**Textausschnitt:**

BFH Beschluss v. - X B 237/07

Bezeichnung des Klagebegehrens; Verletzung der Sachaufklärungspflicht; Inhalt und Umfang der Hinweispflichten und Aufklärungspflichten; schlüssige Rüge der Verletzung des rechtlichen Gehörs

Gesetze: FGO § 65, FGO § 40 Abs. 2, FGO § 76, FGO § 78, FGO § 96, FGO § 115 Abs. 2 Nr. 3, FGO § 119

Instanzenzug:

Gründe

Die Beschwerde hat keinen Erfolg. Die vom Kläger und Beschwerdeführer (Kläger) gerügten Verfahrensmängel sind nicht schlüssig dargelegt worden und/oder liegen nicht vor.

1. Soweit das angefochtene Urteil des Finanzgerichts (FG) den Gewerbesteuermessbetrag 1999 sowie die Einkommensteuer- und Gewerbesteuermessbescheide 2000 und 2002 betrifft, ist das FG entgegen der Ansicht des Klägers verfahrensfehlerfrei davon ausgegangen, dass der Kläger den Gegenstand des Klagebegehrens i.S. von § 65 Abs. 1 Satz 1 der Finanzgerichtsordnung (FGO) nicht (ausreichend) bezeichnet hat.

**Lokalisierungsdaten mit einem Punkt pro Instanz:**
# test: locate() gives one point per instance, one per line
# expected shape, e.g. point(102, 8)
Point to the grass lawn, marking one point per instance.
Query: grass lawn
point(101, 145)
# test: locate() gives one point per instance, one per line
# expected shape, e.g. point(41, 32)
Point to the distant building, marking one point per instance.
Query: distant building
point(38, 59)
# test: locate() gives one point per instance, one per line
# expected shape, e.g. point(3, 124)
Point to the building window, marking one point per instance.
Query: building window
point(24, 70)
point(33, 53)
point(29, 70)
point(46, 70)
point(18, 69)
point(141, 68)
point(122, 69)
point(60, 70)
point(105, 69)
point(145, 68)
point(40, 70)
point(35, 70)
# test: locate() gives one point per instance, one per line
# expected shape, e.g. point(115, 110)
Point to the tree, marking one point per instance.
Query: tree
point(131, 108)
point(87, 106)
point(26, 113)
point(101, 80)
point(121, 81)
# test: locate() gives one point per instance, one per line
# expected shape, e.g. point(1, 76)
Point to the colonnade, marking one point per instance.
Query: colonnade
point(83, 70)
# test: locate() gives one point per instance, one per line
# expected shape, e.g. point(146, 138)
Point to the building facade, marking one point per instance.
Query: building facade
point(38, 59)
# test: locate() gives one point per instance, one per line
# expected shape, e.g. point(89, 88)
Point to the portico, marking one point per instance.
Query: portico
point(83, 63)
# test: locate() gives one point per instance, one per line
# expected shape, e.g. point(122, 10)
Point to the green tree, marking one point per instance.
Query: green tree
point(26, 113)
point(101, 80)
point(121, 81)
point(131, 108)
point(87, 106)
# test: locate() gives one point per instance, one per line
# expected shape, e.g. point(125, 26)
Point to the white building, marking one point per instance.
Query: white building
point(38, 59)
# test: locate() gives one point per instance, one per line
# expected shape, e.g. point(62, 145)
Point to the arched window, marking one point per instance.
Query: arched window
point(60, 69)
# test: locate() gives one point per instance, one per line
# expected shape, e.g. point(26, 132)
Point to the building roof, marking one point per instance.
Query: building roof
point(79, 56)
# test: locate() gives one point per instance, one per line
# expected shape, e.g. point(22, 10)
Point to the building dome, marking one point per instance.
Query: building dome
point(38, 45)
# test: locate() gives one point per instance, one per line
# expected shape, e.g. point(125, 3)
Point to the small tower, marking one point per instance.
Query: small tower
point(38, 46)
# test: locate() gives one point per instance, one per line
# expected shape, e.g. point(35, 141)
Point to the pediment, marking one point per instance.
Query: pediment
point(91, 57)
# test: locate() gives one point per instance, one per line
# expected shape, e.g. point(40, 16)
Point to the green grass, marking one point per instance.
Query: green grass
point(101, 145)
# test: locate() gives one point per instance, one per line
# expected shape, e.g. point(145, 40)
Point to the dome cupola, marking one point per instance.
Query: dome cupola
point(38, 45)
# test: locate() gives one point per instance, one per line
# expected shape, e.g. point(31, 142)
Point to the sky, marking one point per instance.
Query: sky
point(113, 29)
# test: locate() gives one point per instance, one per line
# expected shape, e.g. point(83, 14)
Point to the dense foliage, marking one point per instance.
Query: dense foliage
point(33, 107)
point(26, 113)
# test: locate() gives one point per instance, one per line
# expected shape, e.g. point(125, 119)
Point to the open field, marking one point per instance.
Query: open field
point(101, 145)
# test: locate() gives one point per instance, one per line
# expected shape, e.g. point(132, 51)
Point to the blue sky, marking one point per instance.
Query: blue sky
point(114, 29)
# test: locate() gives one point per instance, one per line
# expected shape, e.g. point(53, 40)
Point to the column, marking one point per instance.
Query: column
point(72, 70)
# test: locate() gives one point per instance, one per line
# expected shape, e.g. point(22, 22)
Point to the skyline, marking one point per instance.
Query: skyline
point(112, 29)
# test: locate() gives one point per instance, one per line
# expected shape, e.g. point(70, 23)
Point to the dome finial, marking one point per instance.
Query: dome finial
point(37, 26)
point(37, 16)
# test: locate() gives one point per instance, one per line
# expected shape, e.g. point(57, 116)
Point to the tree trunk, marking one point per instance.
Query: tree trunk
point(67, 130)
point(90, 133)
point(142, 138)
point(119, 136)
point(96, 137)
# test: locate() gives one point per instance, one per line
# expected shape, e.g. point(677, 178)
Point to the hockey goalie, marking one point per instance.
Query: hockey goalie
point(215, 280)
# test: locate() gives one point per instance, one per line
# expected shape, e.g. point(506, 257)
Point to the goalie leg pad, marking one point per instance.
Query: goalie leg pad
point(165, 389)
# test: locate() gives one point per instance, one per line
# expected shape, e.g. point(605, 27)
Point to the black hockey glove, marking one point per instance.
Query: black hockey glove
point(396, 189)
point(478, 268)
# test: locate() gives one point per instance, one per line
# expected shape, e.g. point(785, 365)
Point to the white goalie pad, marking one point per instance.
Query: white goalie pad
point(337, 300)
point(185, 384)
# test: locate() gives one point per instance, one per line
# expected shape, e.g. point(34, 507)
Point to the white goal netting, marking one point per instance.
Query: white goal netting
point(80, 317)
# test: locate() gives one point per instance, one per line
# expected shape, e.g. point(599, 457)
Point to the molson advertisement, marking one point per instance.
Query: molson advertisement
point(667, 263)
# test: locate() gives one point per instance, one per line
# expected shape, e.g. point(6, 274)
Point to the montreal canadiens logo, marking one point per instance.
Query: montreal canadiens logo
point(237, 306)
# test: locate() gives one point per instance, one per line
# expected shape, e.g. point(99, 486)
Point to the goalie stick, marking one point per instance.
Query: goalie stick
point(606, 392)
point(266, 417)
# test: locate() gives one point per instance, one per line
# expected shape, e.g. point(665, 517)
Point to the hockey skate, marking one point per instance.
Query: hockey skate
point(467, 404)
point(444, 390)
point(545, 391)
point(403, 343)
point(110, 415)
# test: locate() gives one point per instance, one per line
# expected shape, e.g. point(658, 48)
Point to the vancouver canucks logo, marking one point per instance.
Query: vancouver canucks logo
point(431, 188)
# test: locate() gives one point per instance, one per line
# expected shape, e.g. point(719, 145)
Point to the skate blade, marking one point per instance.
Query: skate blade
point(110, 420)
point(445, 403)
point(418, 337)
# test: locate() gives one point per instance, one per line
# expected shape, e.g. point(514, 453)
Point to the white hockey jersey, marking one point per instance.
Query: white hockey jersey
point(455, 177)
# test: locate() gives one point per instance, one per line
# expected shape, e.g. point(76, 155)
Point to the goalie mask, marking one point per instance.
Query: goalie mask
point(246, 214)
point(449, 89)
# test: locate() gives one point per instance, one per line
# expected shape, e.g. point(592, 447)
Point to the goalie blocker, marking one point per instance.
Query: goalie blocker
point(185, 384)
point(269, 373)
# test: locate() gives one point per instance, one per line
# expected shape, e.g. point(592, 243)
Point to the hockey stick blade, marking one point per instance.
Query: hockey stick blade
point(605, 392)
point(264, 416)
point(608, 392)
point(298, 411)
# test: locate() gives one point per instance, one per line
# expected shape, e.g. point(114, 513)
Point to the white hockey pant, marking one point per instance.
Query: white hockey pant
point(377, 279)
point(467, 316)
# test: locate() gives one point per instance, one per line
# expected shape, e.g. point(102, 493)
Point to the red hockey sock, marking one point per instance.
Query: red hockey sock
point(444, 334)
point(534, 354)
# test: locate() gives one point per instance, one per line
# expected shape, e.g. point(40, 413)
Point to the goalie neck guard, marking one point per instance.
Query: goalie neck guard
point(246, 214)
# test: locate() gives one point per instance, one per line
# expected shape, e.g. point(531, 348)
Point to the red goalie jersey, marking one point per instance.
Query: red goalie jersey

**Auszuführende Aufgaben:**
a – Kopieren Sie aus dem BFH-Beschluss die Passage von „Bezeichnung des Klagebegehrens;“ bis einschließlich „(ausreichend) bezeichnet hat.“ wortgetreu.
b – Geben Sie an, welches Ergebnis die Beschwerde laut dem BFH-Beschluss hat.

**Lösungen je Aufgabe:**
a –
Bezeichnung des Klagebegehrens; Verletzung der Sachaufklärungspflicht; Inhalt und Umfang der Hinweispflichten und Aufklärungspflichten; schlüssige Rüge der Verletzung des rechtlichen Gehörs

Gesetze: FGO § 65, FGO § 40 Abs. 2, FGO § 76, FGO § 78, FGO § 96, FGO § 115 Abs. 2 Nr. 3, FGO § 119

Instanzenzug:

Gründe

Die Beschwerde hat keinen Erfolg. Die vom Kläger und Beschwerdeführer (Kläger) gerügten Verfahrensmängel sind nicht schlüssig dargelegt worden und/oder liegen nicht vor.

1. Soweit das angefochtene Urteil des Finanzgerichts (FG) den Gewerbesteuermessbetrag 1999 sowie die Einkommensteuer- und Gewerbesteuermessbescheide 2000 und 2002 betrifft, ist das FG entgegen der Ansicht des Klägers verfahrensfehlerfrei davon ausgegangen, dass der Kläger den Gegenstand des Klagebegehrens i.S. von § 65 Abs. 1 Satz 1 der Finanzgerichtsordnung (FGO) nicht (ausreichend) bezeichnet hat.

b – Die Beschwerde hat keinen Erfolg.